TASK INSTRUCTIONS → Switch every occurrence of "wooden" in the listing below to "timber", and reproduce the entire listing with no other changes.

— Start of ENTRIES SHOWN —

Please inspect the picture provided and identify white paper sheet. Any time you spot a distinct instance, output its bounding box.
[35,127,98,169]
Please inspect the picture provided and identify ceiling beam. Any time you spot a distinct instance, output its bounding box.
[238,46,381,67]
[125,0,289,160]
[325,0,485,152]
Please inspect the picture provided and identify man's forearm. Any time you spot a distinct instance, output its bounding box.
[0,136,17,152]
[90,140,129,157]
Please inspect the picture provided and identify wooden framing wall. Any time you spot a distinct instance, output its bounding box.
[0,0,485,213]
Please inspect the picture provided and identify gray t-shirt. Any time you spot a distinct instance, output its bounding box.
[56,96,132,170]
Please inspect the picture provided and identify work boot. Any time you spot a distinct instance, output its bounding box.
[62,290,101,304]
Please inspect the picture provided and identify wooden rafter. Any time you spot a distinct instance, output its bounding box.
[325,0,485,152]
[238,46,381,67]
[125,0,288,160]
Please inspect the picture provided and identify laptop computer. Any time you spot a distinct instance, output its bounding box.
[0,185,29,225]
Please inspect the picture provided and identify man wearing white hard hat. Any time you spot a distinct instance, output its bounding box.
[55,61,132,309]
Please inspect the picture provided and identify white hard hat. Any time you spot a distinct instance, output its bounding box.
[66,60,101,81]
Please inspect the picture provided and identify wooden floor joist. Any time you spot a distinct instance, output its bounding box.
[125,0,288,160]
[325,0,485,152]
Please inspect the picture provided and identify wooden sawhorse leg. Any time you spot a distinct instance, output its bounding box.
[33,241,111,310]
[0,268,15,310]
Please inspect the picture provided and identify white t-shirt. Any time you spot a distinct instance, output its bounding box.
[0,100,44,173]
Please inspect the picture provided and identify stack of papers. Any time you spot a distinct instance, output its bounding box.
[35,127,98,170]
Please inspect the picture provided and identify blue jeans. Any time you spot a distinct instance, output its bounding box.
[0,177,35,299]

— End of ENTRIES SHOWN —

ANSWER TO THE EXERCISE →
Please inspect the picture provided and identify white paper sheet. Any time you spot a distinct instance, output its bounding box.
[35,127,98,169]
Please inspect the picture provided and identify ceiling beam. Any time you spot a distinct instance, output its bounding box.
[238,46,381,67]
[125,0,289,160]
[325,0,485,152]
Please inspect the picture provided and identify man's forearm. Any time you spot a distinct instance, output its bounding box.
[0,136,17,152]
[90,140,129,157]
Please inspect the picture provided and identify timber framing wall. Any time you spot a distinct instance, output its bounding box.
[0,0,485,213]
Please inspect the picture provided and identify gray t-shirt. Any time you spot a distinct instance, output its bounding box.
[56,96,132,170]
Please inspect the picture provided and identify work boot. Any time you spot a distinct instance, output its bounding box.
[62,290,101,304]
Please inspect the picture provided and identify timber rafter. Any time you spot a distinct instance, output its bounding box.
[325,0,485,152]
[238,46,381,67]
[125,0,288,160]
Please inspect the picture provided and identify laptop computer. Any time you spot a distinct instance, output its bounding box.
[0,185,29,225]
Please inspect the picture provided and identify man wearing white hard hat. Any time you spot a distinct instance, output its bounding box.
[55,61,132,309]
Please inspect the picture provided and identify white hard hat. Any time you spot a distinct instance, output its bounding box.
[66,60,101,81]
Please inspect the picture provided and identify timber floor joist. Any time you spot a distinct instance, output its bounding box.
[125,0,288,160]
[325,0,485,152]
Please inspect the picture provided and identify timber sawhorse leg. Any time you spot a distinct instance, output its bounding box.
[33,241,111,310]
[0,268,15,310]
Please inspect the picture provided and identify white t-shirt. Any time you spot a distinct instance, output its bounding box.
[0,100,44,173]
Please inspect the picture provided and identify stack of papers. Any time you spot a distinct instance, output its bounding box.
[35,127,98,170]
Please inspect the picture provided and identify blue jeans. Any time you spot a distinct instance, output its bounding box.
[0,177,35,299]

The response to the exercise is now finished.